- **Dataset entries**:
----

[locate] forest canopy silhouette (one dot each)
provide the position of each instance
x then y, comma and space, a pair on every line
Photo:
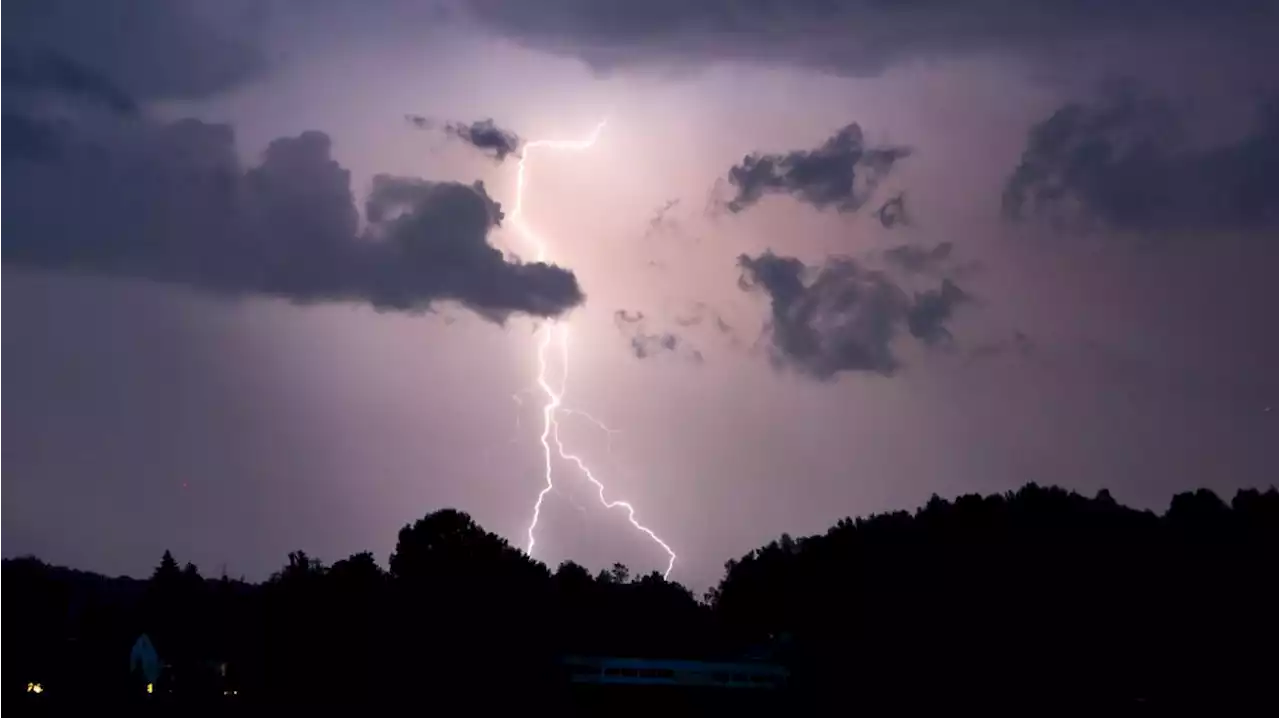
1036, 591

----

- **WHAT YOU WILL DO**: Give every record back exactly as it reads, with no images.

- **TASK ANSWER**:
[locate] forest canopy silhouette (one dot each)
provide the position of each instance
x then y, comma and space, a pair on every line
Photo:
1036, 591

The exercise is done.